Without altering a single word, repeat the records that follow.

--- START ---

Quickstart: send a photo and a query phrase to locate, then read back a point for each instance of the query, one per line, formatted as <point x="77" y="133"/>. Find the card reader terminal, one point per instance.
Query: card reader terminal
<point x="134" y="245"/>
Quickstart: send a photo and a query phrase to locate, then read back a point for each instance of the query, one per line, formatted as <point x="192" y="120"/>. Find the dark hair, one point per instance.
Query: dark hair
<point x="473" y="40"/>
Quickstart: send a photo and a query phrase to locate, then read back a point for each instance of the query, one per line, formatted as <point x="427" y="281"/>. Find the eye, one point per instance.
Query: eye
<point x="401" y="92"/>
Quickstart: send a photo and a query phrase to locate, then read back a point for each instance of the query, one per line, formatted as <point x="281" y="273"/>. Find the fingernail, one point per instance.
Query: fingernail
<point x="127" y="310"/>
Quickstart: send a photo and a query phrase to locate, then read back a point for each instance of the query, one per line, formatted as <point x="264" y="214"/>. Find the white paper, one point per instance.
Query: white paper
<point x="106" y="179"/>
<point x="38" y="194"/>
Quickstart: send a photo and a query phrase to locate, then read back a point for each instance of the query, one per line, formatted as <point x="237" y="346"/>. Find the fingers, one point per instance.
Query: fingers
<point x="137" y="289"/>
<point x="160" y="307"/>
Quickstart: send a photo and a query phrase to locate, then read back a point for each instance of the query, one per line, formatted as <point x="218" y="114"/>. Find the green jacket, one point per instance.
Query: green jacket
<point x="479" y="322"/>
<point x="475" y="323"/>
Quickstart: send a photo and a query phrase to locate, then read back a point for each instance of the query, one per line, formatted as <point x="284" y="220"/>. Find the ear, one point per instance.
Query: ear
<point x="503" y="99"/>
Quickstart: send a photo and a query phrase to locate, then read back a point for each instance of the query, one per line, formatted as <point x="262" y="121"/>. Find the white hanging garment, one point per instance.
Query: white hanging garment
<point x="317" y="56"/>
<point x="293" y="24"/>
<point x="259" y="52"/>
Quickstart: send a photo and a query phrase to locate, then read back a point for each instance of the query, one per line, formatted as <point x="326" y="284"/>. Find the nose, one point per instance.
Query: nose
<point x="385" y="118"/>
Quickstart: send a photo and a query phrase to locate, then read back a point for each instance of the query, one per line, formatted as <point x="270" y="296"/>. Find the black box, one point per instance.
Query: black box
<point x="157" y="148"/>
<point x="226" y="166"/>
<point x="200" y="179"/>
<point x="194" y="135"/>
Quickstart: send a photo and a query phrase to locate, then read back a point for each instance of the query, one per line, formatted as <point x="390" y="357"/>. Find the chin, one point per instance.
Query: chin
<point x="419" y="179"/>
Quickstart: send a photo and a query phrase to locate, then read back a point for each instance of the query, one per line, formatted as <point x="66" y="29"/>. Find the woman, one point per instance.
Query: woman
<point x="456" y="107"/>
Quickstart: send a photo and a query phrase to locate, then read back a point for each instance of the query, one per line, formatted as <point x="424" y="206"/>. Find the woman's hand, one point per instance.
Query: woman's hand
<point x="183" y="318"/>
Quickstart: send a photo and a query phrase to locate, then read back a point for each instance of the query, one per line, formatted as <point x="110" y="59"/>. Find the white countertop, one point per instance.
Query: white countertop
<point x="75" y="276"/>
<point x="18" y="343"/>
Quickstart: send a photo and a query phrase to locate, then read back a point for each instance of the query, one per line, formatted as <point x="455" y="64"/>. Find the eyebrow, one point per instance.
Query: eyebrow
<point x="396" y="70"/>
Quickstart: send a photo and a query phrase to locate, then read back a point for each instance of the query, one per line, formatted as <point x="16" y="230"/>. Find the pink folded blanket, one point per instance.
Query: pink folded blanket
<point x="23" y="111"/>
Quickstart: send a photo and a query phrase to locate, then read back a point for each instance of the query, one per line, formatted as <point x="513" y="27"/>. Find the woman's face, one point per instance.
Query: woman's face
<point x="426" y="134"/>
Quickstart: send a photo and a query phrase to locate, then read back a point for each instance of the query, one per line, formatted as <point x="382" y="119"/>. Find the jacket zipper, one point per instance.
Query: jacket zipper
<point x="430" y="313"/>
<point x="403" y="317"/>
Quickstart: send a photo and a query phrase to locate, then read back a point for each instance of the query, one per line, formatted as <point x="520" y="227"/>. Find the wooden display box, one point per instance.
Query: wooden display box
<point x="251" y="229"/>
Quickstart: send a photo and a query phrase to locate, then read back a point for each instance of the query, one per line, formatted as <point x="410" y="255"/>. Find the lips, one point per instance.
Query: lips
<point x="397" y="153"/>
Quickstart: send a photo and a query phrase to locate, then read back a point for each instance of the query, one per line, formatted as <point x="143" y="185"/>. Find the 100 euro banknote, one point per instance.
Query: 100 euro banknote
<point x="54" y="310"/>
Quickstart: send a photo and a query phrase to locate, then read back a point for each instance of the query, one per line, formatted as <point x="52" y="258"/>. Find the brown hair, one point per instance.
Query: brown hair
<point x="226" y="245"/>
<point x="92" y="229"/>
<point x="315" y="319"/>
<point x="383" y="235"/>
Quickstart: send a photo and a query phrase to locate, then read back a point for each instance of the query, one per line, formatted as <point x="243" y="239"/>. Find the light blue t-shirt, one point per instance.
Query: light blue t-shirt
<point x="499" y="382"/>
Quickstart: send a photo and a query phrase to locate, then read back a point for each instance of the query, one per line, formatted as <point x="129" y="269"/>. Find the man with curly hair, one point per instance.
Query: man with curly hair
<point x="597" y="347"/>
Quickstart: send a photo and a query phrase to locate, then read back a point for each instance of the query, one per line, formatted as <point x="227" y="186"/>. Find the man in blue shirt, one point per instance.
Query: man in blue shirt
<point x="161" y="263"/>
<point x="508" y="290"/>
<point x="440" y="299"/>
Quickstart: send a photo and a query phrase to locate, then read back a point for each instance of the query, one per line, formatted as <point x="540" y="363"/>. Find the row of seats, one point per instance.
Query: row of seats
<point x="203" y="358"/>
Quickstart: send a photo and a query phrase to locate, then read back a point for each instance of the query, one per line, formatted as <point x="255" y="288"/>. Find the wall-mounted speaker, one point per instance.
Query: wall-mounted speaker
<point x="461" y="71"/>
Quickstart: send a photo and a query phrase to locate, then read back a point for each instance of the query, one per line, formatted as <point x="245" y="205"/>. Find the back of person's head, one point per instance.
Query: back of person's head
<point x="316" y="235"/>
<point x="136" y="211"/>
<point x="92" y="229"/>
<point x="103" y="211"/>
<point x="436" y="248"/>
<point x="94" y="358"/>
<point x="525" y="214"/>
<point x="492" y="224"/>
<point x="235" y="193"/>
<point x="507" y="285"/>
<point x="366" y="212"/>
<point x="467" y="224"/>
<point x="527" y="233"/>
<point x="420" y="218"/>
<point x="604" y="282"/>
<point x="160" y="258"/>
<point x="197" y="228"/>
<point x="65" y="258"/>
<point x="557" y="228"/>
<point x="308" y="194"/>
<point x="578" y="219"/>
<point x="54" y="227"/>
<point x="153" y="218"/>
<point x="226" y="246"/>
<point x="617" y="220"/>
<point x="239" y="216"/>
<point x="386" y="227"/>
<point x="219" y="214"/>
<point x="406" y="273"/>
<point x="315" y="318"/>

--- END ---

**REPLY:**
Quickstart: send a photo and a query phrase to locate, then read back a point for each instance of the query, one per line, formatted as <point x="77" y="133"/>. Find the card reader terminal, one point per instance.
Query: card reader terminal
<point x="134" y="245"/>
Quickstart: send a photo and a query phrase to locate, then read back a point for each instance of the query, one per line, formatted as <point x="192" y="120"/>. Find the dark hair, one point per instance.
Query: dark hair
<point x="473" y="40"/>
Quickstart: send a photo and a query phrase to locate, then read back a point for each instance of the query, one per line, formatted as <point x="427" y="281"/>. Find the eye, one point per instance.
Query: eye
<point x="401" y="92"/>
Quickstart: send a photo and a query phrase to locate, then read back a point for each instance of the query, one per line, formatted as <point x="281" y="273"/>. Find the fingernail, one point per instance.
Query: fingernail
<point x="127" y="310"/>
Quickstart: send a photo and a query phrase to locate, then read back a point for each instance of the query, one per line, formatted as <point x="264" y="214"/>. Find the white paper, one point per instance.
Query: white paper
<point x="106" y="179"/>
<point x="38" y="194"/>
Quickstart: send a photo and a query phrase to locate, then read back a point for each instance of the query, one per line, formatted as <point x="237" y="346"/>. Find the fingers, one point per instance.
Query: fingers
<point x="137" y="289"/>
<point x="160" y="307"/>
Quickstart: send a photo and a query phrase to locate, then read back a point for each instance of the query, one per line, formatted as <point x="218" y="114"/>. Find the green jacket, one point per instance.
Query: green jacket
<point x="479" y="322"/>
<point x="475" y="323"/>
Quickstart: send a photo and a query phrase to locate, then read back a point for each instance of the query, one per line, formatted as <point x="284" y="220"/>. Find the ear, one point per instance.
Query: ear
<point x="503" y="99"/>
Quickstart: send a photo and a query phrase to locate, then read back a point for each instance of the query, one per line, formatted as <point x="262" y="121"/>. Find the white hanging garment, one point per instance.
Query: white hanging garment
<point x="317" y="56"/>
<point x="293" y="24"/>
<point x="259" y="52"/>
Quickstart: send a photo and a query phrase to locate, then read back a point for each instance of the query, one per line, formatted as <point x="326" y="284"/>. Find the nose, one point per instance.
Query: nose
<point x="385" y="118"/>
Quickstart: send a photo and a query phrase to locate, then read back a point for each instance of the query, one per line, formatted as <point x="270" y="296"/>. Find the black box, one point per instance.
Query: black box
<point x="157" y="148"/>
<point x="226" y="166"/>
<point x="200" y="179"/>
<point x="194" y="135"/>
Quickstart: send a photo and a query phrase to locate, then read back a point for each instance of the query, one per line, formatted as <point x="390" y="357"/>. Find the chin, one point per instance.
Query: chin
<point x="419" y="179"/>
Quickstart: send a photo and a query phrase to locate, then read back a point for each instance of the query, one per line, formatted as <point x="66" y="29"/>. Find the woman, one point per instance.
Query: woman
<point x="456" y="107"/>
Quickstart: send a photo and a query phrase to locate, then read back a point for each instance of the query, one per line, formatted as <point x="424" y="206"/>. Find the woman's hand, one point per instance.
Query: woman's hand
<point x="183" y="318"/>
Quickstart: send a photo and a query phrase to locate, then read back a point for each instance of the query, one per line, formatted as <point x="110" y="59"/>. Find the white countertop, one point per instance.
Query: white countertop
<point x="75" y="276"/>
<point x="18" y="343"/>
Quickstart: send a photo and a query phrase to locate, then read back a point for each instance of the query, one per line, formatted as <point x="455" y="64"/>. Find the eyebrow, one point per instance.
Query: eyebrow
<point x="396" y="70"/>
Quickstart: send a photo and a query phrase to locate, then read back a point for each instance of the query, one per line, formatted as <point x="16" y="230"/>. Find the pink folded blanket, one point per instance.
Query: pink folded blanket
<point x="23" y="111"/>
Quickstart: send a photo and a query phrase to locate, then read back a point for each instance of the query, one per line, formatted as <point x="513" y="27"/>. Find the woman's face, one point per instance.
Query: woman's face
<point x="426" y="134"/>
Quickstart: send a photo and a query phrase to locate, then read back a point for each instance of the query, one per line, formatted as <point x="382" y="119"/>. Find the jacket zipper, one point per instance.
Query: jacket zipper
<point x="430" y="313"/>
<point x="403" y="317"/>
Quickstart: send a photo and a query phrase to locate, then read back a point for each instance of the query, one per line, formatted as <point x="520" y="227"/>. Find the wooden display box, one point per instance.
Query: wooden display box
<point x="251" y="229"/>
Quickstart: send a photo and a query phrase to locate, then read back a point for each instance of the query, one per line, formatted as <point x="410" y="255"/>. Find the lips, one point per instance.
Query: lips
<point x="397" y="153"/>
Quickstart: send a photo and a query phrase to locate, then read back a point for each instance of the query, one per line, formatted as <point x="143" y="185"/>. Find the 100 euro banknote, one point per instance.
Query: 100 euro banknote
<point x="54" y="310"/>
Quickstart: send a photo and a query phrase to locate, then read back a point for each instance of the query, one per line, formatted as <point x="52" y="258"/>. Find the brown hair, one point per instance.
Query: brown hair
<point x="226" y="245"/>
<point x="92" y="229"/>
<point x="315" y="319"/>
<point x="383" y="235"/>
Quickstart: send a photo and a query phrase to locate, then read back a point for each instance of the query, one per line, formatted as <point x="243" y="239"/>. Find the light blue t-shirt, one point per instance.
Query: light blue t-shirt
<point x="499" y="382"/>
Quickstart: send a photo and a query phrase to locate, then read back a point for each instance of the query, one per line, formatted as <point x="129" y="269"/>. Find the man with curly hair, one point per instance.
Query: man with curly hair
<point x="597" y="347"/>
Quickstart: send a photo and a query phrase to locate, then read back a point for each instance of the query, one per line, formatted as <point x="227" y="186"/>. Find the man in blue shirt, one point per instance.
Query: man in blue shirt
<point x="161" y="263"/>
<point x="508" y="290"/>
<point x="440" y="299"/>
Quickstart: send a photo and a query phrase to locate, then read back a point for each instance of the query, one per line, formatted as <point x="540" y="363"/>. Find the row of seats, one point per instance.
Query: row of seats
<point x="203" y="358"/>
Quickstart: send a photo and a query phrase to locate, then read back a point for each instance of the query, one per line, formatted as <point x="255" y="288"/>. Find the wall-mounted speaker, one point per instance.
Query: wall-mounted speaker
<point x="461" y="71"/>
Quickstart: send a photo and a query phrase to locate, then read back a point for each instance of the query, one per line, formatted as <point x="245" y="205"/>. Find the back of person's head, one point per instance.
Query: back of person's head
<point x="316" y="235"/>
<point x="136" y="211"/>
<point x="92" y="229"/>
<point x="103" y="211"/>
<point x="436" y="248"/>
<point x="94" y="358"/>
<point x="525" y="214"/>
<point x="492" y="224"/>
<point x="235" y="193"/>
<point x="507" y="285"/>
<point x="366" y="212"/>
<point x="467" y="224"/>
<point x="527" y="233"/>
<point x="420" y="218"/>
<point x="604" y="282"/>
<point x="160" y="258"/>
<point x="197" y="228"/>
<point x="65" y="258"/>
<point x="557" y="228"/>
<point x="308" y="194"/>
<point x="578" y="219"/>
<point x="54" y="227"/>
<point x="153" y="218"/>
<point x="226" y="246"/>
<point x="617" y="220"/>
<point x="239" y="216"/>
<point x="386" y="227"/>
<point x="219" y="214"/>
<point x="406" y="273"/>
<point x="315" y="318"/>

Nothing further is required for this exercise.